** START OF DATASET CONTENT **

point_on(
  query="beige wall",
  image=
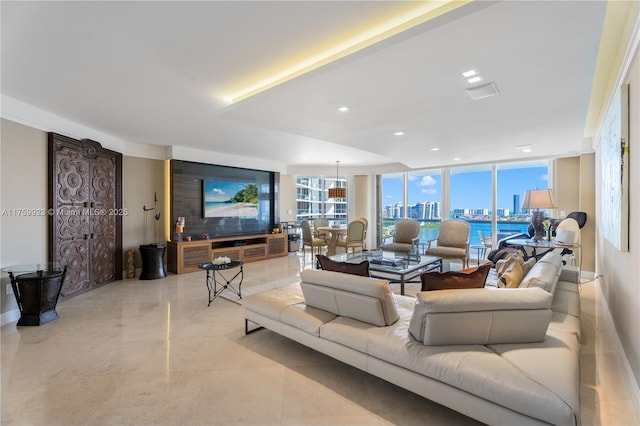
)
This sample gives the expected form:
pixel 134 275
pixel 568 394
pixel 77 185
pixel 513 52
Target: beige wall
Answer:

** END OF DATASET CONTENT **
** START OF DATASET CONTENT **

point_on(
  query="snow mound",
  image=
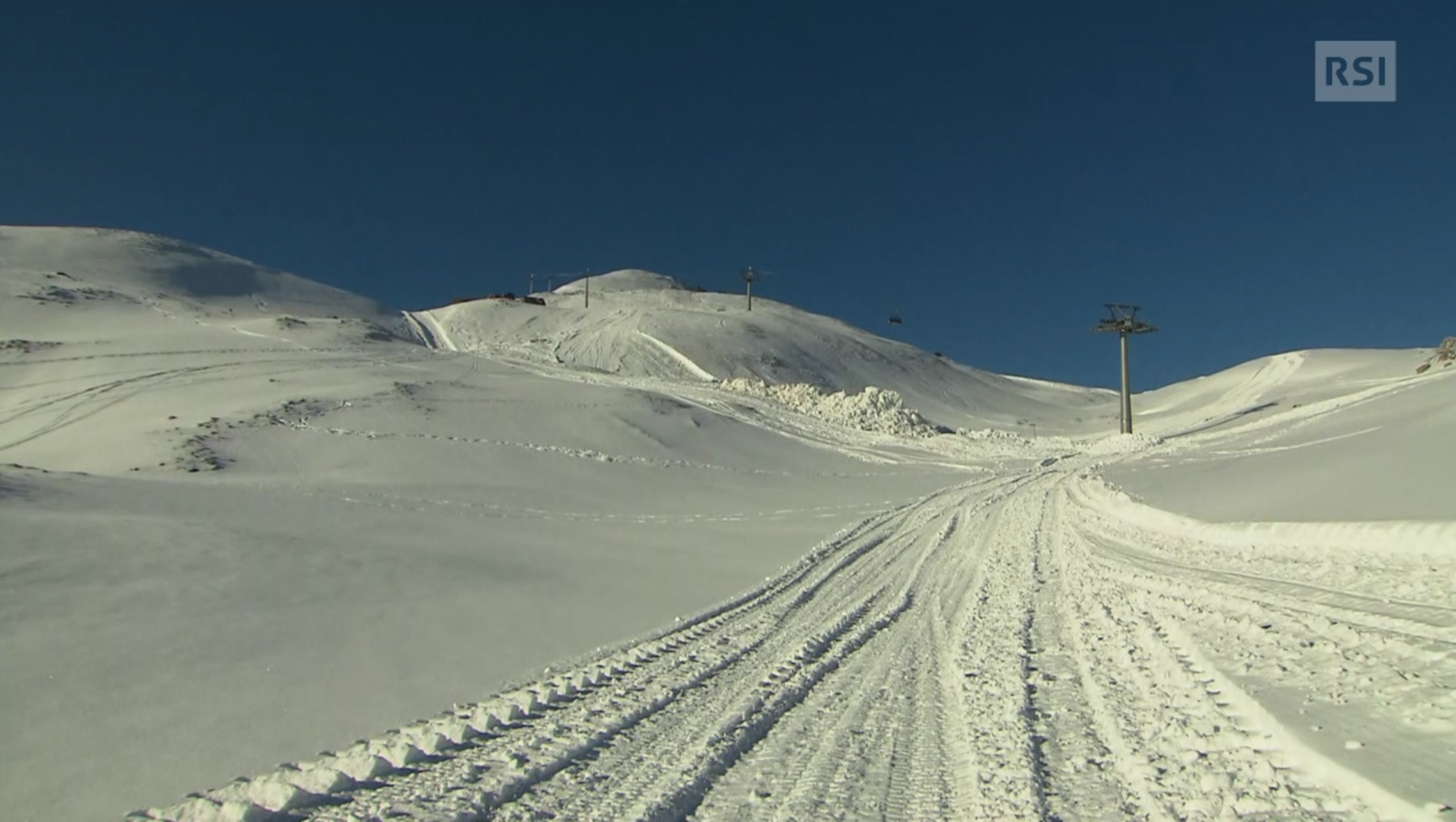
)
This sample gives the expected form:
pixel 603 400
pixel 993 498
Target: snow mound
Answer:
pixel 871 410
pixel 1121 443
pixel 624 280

** END OF DATASET CONTENT **
** START OF DATASET CONTENT **

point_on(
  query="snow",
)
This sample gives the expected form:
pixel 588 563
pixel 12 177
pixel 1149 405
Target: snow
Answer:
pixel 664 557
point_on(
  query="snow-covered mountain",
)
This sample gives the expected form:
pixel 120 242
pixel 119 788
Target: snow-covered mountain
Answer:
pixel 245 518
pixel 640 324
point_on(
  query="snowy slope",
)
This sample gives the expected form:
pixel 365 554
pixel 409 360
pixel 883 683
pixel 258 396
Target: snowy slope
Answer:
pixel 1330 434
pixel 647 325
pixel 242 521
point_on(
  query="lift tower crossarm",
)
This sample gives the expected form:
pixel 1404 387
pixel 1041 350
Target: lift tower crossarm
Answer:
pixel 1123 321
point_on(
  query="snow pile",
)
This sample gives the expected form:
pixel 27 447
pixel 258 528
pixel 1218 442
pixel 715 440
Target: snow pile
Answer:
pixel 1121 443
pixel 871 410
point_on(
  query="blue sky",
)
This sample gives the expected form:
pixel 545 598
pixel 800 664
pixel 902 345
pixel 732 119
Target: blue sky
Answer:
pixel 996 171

** END OF DATASET CONTENT **

Tally the lines of the listing that contain the string "slope". Case counts. Reply with the number alone.

2